» **Provided passage**
┌────────
Dear Reader. I am sorry. This episode is going to be long. Not because I recently re-opened the Arabian Nights. Not only. It is a long story for the overwhelming amount of things and changes that happened in the first hours and days of our adventure.
These are Travel Journals, not “Travel Back Cover Resume”, after all.
I will not mind if you skim over this episode (especially that I will know nothing about it). But if you like to read, you will find that each detail is an important part of the whole adventure.
Let’s get into the story…
Yes. That is how our journey started. With the news of a hurricane coming right our way.
After a good 5½-hour direct flight from Oakland, CA, we slowly start our descent, and, passing under the clouds, we start to see the beautiful dark red coast of Līhu’e, main city of Kaua’i island.
Turquoise and deep blue ocean, black lava rock, red soil, lush green landscapes… the paradise we see from our small window is enough to give our bodies a first adrenaline rush.
“- We’re here!!”
At the gate, we leave the A/C-ed plane to enter a new hot and humid environment. It is surprising at first, as we are used to cold and sterilized airports. Here, except for the ones between you and the tarmac, there are no windows, and you can feel and smell the wind.
“Welcome to the Garden Island” says the sign at the exit, and it really is how it feels.
└────────
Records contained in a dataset
┌────────
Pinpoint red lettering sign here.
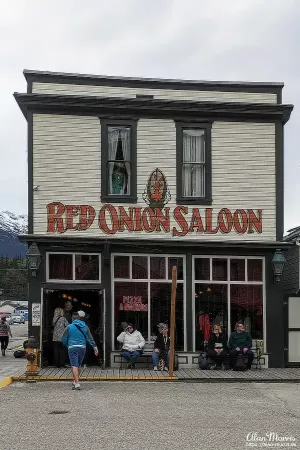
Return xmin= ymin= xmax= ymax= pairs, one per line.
xmin=47 ymin=202 xmax=263 ymax=237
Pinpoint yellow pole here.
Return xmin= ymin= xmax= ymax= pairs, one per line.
xmin=169 ymin=266 xmax=177 ymax=377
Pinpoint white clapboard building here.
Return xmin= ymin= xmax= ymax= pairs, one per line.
xmin=15 ymin=70 xmax=292 ymax=367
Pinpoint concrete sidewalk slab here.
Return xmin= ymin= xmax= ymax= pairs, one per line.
xmin=0 ymin=381 xmax=300 ymax=450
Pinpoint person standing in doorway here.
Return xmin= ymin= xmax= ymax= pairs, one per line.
xmin=0 ymin=316 xmax=12 ymax=356
xmin=52 ymin=308 xmax=69 ymax=368
xmin=64 ymin=302 xmax=72 ymax=323
xmin=62 ymin=312 xmax=98 ymax=390
xmin=152 ymin=323 xmax=170 ymax=371
xmin=229 ymin=322 xmax=254 ymax=370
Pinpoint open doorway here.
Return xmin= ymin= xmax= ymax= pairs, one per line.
xmin=42 ymin=289 xmax=105 ymax=367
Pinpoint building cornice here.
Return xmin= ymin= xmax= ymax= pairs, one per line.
xmin=14 ymin=93 xmax=293 ymax=124
xmin=23 ymin=69 xmax=284 ymax=94
xmin=19 ymin=234 xmax=293 ymax=253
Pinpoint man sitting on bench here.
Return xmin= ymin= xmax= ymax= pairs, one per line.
xmin=117 ymin=323 xmax=145 ymax=369
xmin=229 ymin=322 xmax=254 ymax=370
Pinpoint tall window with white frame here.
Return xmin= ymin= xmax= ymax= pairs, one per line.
xmin=194 ymin=256 xmax=264 ymax=350
xmin=47 ymin=253 xmax=101 ymax=283
xmin=112 ymin=254 xmax=185 ymax=350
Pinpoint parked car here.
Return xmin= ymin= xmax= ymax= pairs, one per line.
xmin=9 ymin=314 xmax=25 ymax=325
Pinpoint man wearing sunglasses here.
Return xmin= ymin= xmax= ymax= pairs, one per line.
xmin=117 ymin=323 xmax=145 ymax=369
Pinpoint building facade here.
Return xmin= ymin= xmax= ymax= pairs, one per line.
xmin=15 ymin=71 xmax=292 ymax=367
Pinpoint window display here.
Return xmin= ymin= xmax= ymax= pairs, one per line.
xmin=113 ymin=254 xmax=185 ymax=350
xmin=194 ymin=257 xmax=264 ymax=350
xmin=195 ymin=283 xmax=228 ymax=350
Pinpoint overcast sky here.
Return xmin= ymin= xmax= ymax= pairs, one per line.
xmin=0 ymin=0 xmax=300 ymax=236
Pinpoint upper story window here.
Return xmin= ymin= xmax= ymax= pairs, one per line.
xmin=176 ymin=123 xmax=211 ymax=204
xmin=101 ymin=120 xmax=137 ymax=203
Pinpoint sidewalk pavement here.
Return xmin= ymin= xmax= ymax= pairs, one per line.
xmin=0 ymin=382 xmax=300 ymax=450
xmin=0 ymin=339 xmax=26 ymax=388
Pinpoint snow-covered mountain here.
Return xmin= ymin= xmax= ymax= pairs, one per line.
xmin=0 ymin=211 xmax=27 ymax=258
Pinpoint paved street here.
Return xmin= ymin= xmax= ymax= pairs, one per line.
xmin=0 ymin=323 xmax=28 ymax=382
xmin=0 ymin=382 xmax=300 ymax=450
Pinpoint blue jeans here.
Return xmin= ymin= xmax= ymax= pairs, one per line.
xmin=152 ymin=351 xmax=170 ymax=367
xmin=122 ymin=350 xmax=142 ymax=364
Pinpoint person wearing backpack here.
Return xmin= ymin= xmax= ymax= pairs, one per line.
xmin=62 ymin=312 xmax=98 ymax=390
xmin=229 ymin=322 xmax=254 ymax=370
xmin=0 ymin=316 xmax=12 ymax=356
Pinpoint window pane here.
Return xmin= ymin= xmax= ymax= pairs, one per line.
xmin=108 ymin=161 xmax=131 ymax=195
xmin=182 ymin=163 xmax=205 ymax=197
xmin=195 ymin=283 xmax=228 ymax=350
xmin=49 ymin=254 xmax=73 ymax=280
xmin=114 ymin=281 xmax=148 ymax=348
xmin=150 ymin=283 xmax=184 ymax=350
xmin=132 ymin=256 xmax=148 ymax=280
xmin=247 ymin=259 xmax=263 ymax=281
xmin=230 ymin=284 xmax=263 ymax=339
xmin=182 ymin=129 xmax=205 ymax=197
xmin=212 ymin=258 xmax=227 ymax=281
xmin=195 ymin=258 xmax=210 ymax=281
xmin=75 ymin=255 xmax=99 ymax=280
xmin=168 ymin=257 xmax=183 ymax=280
xmin=230 ymin=259 xmax=245 ymax=281
xmin=114 ymin=256 xmax=129 ymax=278
xmin=182 ymin=129 xmax=205 ymax=163
xmin=107 ymin=127 xmax=131 ymax=195
xmin=150 ymin=256 xmax=166 ymax=280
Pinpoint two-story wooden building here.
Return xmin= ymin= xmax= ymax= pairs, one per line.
xmin=15 ymin=70 xmax=292 ymax=367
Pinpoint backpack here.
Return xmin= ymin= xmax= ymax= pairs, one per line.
xmin=14 ymin=350 xmax=26 ymax=358
xmin=199 ymin=353 xmax=209 ymax=370
xmin=235 ymin=355 xmax=246 ymax=371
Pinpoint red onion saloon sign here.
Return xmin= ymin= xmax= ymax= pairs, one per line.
xmin=47 ymin=202 xmax=262 ymax=236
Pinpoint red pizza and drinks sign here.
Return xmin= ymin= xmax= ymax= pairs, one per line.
xmin=47 ymin=169 xmax=262 ymax=237
xmin=119 ymin=295 xmax=148 ymax=311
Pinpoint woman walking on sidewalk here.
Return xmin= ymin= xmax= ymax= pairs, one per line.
xmin=0 ymin=317 xmax=12 ymax=356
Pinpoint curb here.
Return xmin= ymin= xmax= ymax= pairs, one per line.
xmin=0 ymin=377 xmax=13 ymax=389
xmin=11 ymin=376 xmax=178 ymax=382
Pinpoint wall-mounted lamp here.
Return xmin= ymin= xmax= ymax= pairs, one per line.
xmin=272 ymin=249 xmax=286 ymax=283
xmin=26 ymin=243 xmax=41 ymax=277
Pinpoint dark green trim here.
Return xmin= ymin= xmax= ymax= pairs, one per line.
xmin=185 ymin=251 xmax=194 ymax=352
xmin=275 ymin=122 xmax=284 ymax=241
xmin=23 ymin=70 xmax=284 ymax=95
xmin=19 ymin=234 xmax=293 ymax=250
xmin=41 ymin=281 xmax=104 ymax=291
xmin=14 ymin=93 xmax=293 ymax=123
xmin=27 ymin=112 xmax=33 ymax=234
xmin=175 ymin=122 xmax=212 ymax=205
xmin=100 ymin=119 xmax=137 ymax=203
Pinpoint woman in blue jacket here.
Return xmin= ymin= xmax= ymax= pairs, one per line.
xmin=62 ymin=312 xmax=98 ymax=389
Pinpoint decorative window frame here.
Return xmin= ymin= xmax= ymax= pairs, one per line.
xmin=111 ymin=253 xmax=187 ymax=352
xmin=175 ymin=122 xmax=212 ymax=205
xmin=100 ymin=119 xmax=137 ymax=203
xmin=46 ymin=252 xmax=101 ymax=284
xmin=192 ymin=255 xmax=267 ymax=352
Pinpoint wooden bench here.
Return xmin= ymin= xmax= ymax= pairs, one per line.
xmin=120 ymin=348 xmax=153 ymax=369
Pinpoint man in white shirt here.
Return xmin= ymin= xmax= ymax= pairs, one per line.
xmin=117 ymin=323 xmax=145 ymax=369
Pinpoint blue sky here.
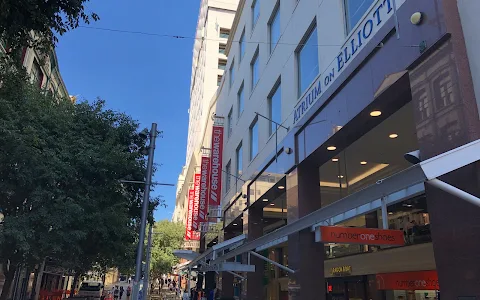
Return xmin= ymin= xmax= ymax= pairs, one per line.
xmin=57 ymin=0 xmax=200 ymax=220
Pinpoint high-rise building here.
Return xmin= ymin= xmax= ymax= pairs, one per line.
xmin=172 ymin=0 xmax=238 ymax=227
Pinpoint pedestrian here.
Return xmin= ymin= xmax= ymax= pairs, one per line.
xmin=127 ymin=286 xmax=132 ymax=300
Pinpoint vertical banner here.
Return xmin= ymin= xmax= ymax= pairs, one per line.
xmin=192 ymin=174 xmax=201 ymax=230
xmin=198 ymin=155 xmax=210 ymax=223
xmin=185 ymin=190 xmax=195 ymax=241
xmin=208 ymin=125 xmax=225 ymax=218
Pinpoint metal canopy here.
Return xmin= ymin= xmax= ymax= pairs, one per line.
xmin=214 ymin=140 xmax=480 ymax=264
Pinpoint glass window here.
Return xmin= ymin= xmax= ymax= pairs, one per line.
xmin=252 ymin=0 xmax=260 ymax=28
xmin=218 ymin=44 xmax=226 ymax=54
xmin=227 ymin=108 xmax=233 ymax=137
xmin=220 ymin=28 xmax=230 ymax=39
xmin=229 ymin=60 xmax=235 ymax=87
xmin=268 ymin=5 xmax=280 ymax=52
xmin=268 ymin=83 xmax=282 ymax=135
xmin=297 ymin=25 xmax=319 ymax=97
xmin=225 ymin=160 xmax=232 ymax=194
xmin=237 ymin=83 xmax=245 ymax=118
xmin=250 ymin=48 xmax=260 ymax=90
xmin=218 ymin=59 xmax=227 ymax=70
xmin=236 ymin=142 xmax=243 ymax=177
xmin=250 ymin=118 xmax=258 ymax=160
xmin=344 ymin=0 xmax=373 ymax=32
xmin=238 ymin=29 xmax=245 ymax=60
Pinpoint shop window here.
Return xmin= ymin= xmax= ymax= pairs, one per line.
xmin=344 ymin=0 xmax=373 ymax=32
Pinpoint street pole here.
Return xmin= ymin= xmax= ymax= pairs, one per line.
xmin=143 ymin=224 xmax=153 ymax=300
xmin=132 ymin=123 xmax=157 ymax=300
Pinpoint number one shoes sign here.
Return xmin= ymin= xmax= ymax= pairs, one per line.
xmin=208 ymin=125 xmax=228 ymax=218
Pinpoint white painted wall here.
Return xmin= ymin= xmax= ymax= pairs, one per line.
xmin=457 ymin=0 xmax=480 ymax=119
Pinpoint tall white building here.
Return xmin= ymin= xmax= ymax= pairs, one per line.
xmin=172 ymin=0 xmax=238 ymax=222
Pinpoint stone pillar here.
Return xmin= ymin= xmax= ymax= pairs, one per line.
xmin=287 ymin=162 xmax=326 ymax=300
xmin=410 ymin=28 xmax=480 ymax=299
xmin=242 ymin=207 xmax=264 ymax=300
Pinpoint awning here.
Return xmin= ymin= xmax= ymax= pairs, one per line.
xmin=210 ymin=140 xmax=480 ymax=264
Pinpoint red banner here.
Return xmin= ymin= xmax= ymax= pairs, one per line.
xmin=198 ymin=156 xmax=210 ymax=222
xmin=320 ymin=226 xmax=405 ymax=246
xmin=376 ymin=271 xmax=440 ymax=291
xmin=208 ymin=126 xmax=224 ymax=208
xmin=185 ymin=190 xmax=195 ymax=240
xmin=192 ymin=174 xmax=201 ymax=230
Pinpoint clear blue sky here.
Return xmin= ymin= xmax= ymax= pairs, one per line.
xmin=57 ymin=0 xmax=200 ymax=220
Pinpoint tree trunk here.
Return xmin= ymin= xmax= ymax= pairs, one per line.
xmin=0 ymin=263 xmax=16 ymax=300
xmin=69 ymin=271 xmax=80 ymax=300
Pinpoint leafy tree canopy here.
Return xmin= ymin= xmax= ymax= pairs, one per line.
xmin=150 ymin=220 xmax=185 ymax=278
xmin=0 ymin=0 xmax=99 ymax=48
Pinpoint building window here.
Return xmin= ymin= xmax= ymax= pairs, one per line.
xmin=297 ymin=24 xmax=319 ymax=97
xmin=31 ymin=59 xmax=43 ymax=88
xmin=229 ymin=60 xmax=235 ymax=87
xmin=250 ymin=48 xmax=260 ymax=91
xmin=218 ymin=44 xmax=226 ymax=55
xmin=238 ymin=29 xmax=245 ymax=60
xmin=268 ymin=2 xmax=280 ymax=53
xmin=237 ymin=83 xmax=245 ymax=118
xmin=220 ymin=28 xmax=230 ymax=39
xmin=250 ymin=118 xmax=258 ymax=161
xmin=268 ymin=81 xmax=282 ymax=135
xmin=344 ymin=0 xmax=373 ymax=32
xmin=227 ymin=107 xmax=233 ymax=137
xmin=252 ymin=0 xmax=260 ymax=29
xmin=225 ymin=160 xmax=232 ymax=194
xmin=218 ymin=59 xmax=227 ymax=70
xmin=235 ymin=142 xmax=243 ymax=177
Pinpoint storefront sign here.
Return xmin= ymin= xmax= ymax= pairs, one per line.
xmin=198 ymin=156 xmax=210 ymax=222
xmin=185 ymin=190 xmax=195 ymax=240
xmin=330 ymin=266 xmax=352 ymax=276
xmin=208 ymin=125 xmax=225 ymax=210
xmin=192 ymin=174 xmax=201 ymax=230
xmin=317 ymin=226 xmax=405 ymax=246
xmin=376 ymin=271 xmax=440 ymax=291
xmin=293 ymin=0 xmax=405 ymax=124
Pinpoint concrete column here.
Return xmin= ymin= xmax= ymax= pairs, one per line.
xmin=287 ymin=162 xmax=326 ymax=300
xmin=410 ymin=28 xmax=480 ymax=299
xmin=242 ymin=207 xmax=264 ymax=300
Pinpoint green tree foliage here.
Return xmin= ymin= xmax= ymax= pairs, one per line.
xmin=0 ymin=65 xmax=159 ymax=300
xmin=0 ymin=0 xmax=99 ymax=49
xmin=150 ymin=220 xmax=185 ymax=278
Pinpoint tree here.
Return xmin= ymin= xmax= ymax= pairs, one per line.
xmin=0 ymin=65 xmax=159 ymax=300
xmin=150 ymin=220 xmax=185 ymax=278
xmin=0 ymin=0 xmax=99 ymax=49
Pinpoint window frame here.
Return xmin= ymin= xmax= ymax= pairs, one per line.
xmin=295 ymin=17 xmax=320 ymax=98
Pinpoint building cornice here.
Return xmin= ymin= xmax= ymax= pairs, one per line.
xmin=225 ymin=0 xmax=245 ymax=57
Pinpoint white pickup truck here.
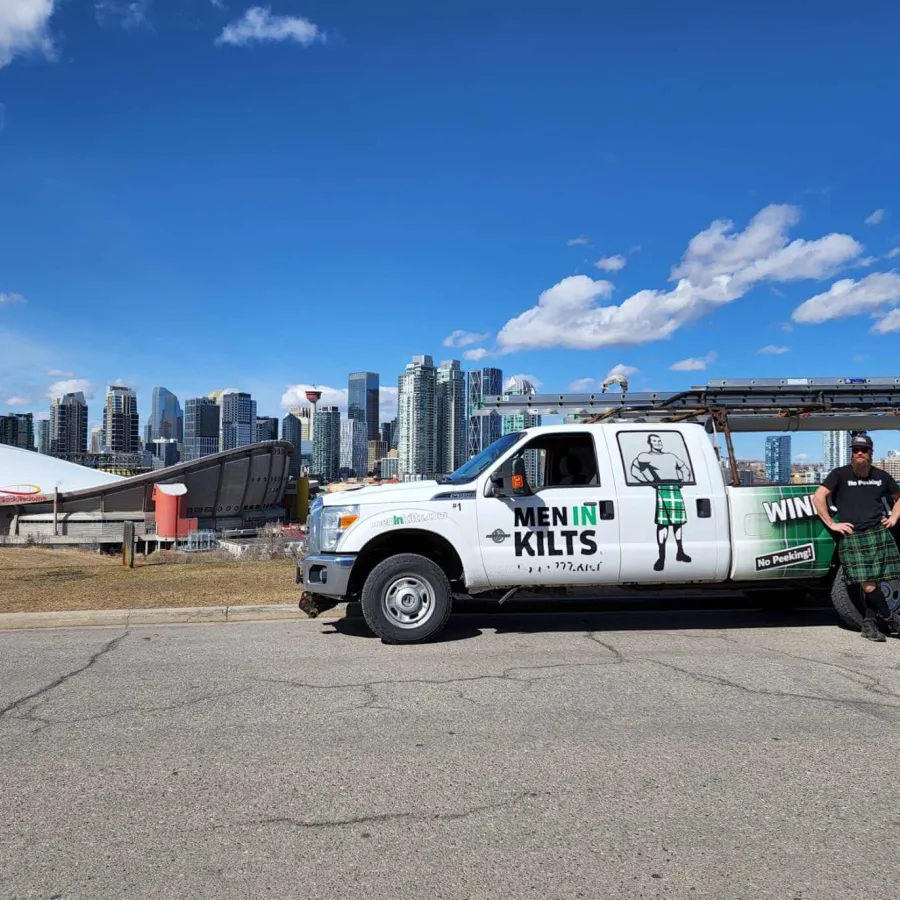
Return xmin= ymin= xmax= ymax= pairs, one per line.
xmin=298 ymin=423 xmax=900 ymax=643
└────────
» **What is asked**
Continue the travel journal about arriving on Kaua'i, picking up after its final sentence. The records have no connection to the travel journal.

» **Final result**
We get our backpacks, and sit and wait for the bus that will bring us downtown. I am on the phone, checking my Couchsurfing messages, Tetyana is sewing, fixing my Tunisian fabric sandals.
My mind switches back to “planning mode” for a bit and reviews how the upcoming days will unfold, as if I need to remember and double-check:
- Day 1: get supplies and head to the North Shore, close to the trailhead. Sleep at Eli’s (CouchSurfer) ;
- Day 2, 3 & 4: hike the Kalalau trail. 11 miles one-way, strenuous, one of the 20 most dangerous hikes, but taking place in the middle of the untouched paradisiac nature named Nā Pali Coast. Camping ;
- Day 5 & 6: back to Līhu’e to get the rental car (would be silly to pay for the first four days while we will be hiking, and the car waiting on a parking lot), rest and explore the South Shore, while staying in Kōloa at Yvonne’s ;
- Day 7 & 8: Waimea Canyon and Koke’e State Park. Exploring the top of the island. Cool and humid conditions expected. Nothing but trails and nature. Camping ;
- Day 9: early packing, airport, fly to Big Island.
I pulled some hair off to make this itinerary, got lucky finding super late permits for Kalalau (they are very limited—60 permits per day, meaning 60 people per day authorized on the trail and campgrounds!— and usually get sold out up to a year in advance, found them 3 weeks before, a group probably cancelled, our luck), looking for hosts, messaging, finding activities…
Anyway! Let’s start our adventure!
Bad news come quickly. Eli, the guy who offered to host us for our first night on the island, has not replied yet and is unreachable. Phone in hand, I contact as many people as I can to find a last-minute shelter, as we ride the bus through the city.
We just have to make a quick stop at Walmart to get a can of isobutane for the camp stove, and we are supposed to head North, getting close to the Kalalau trailhead. Tomorrow, we will start hiking in supposedly the most beautiful landscapes we would have ever seen.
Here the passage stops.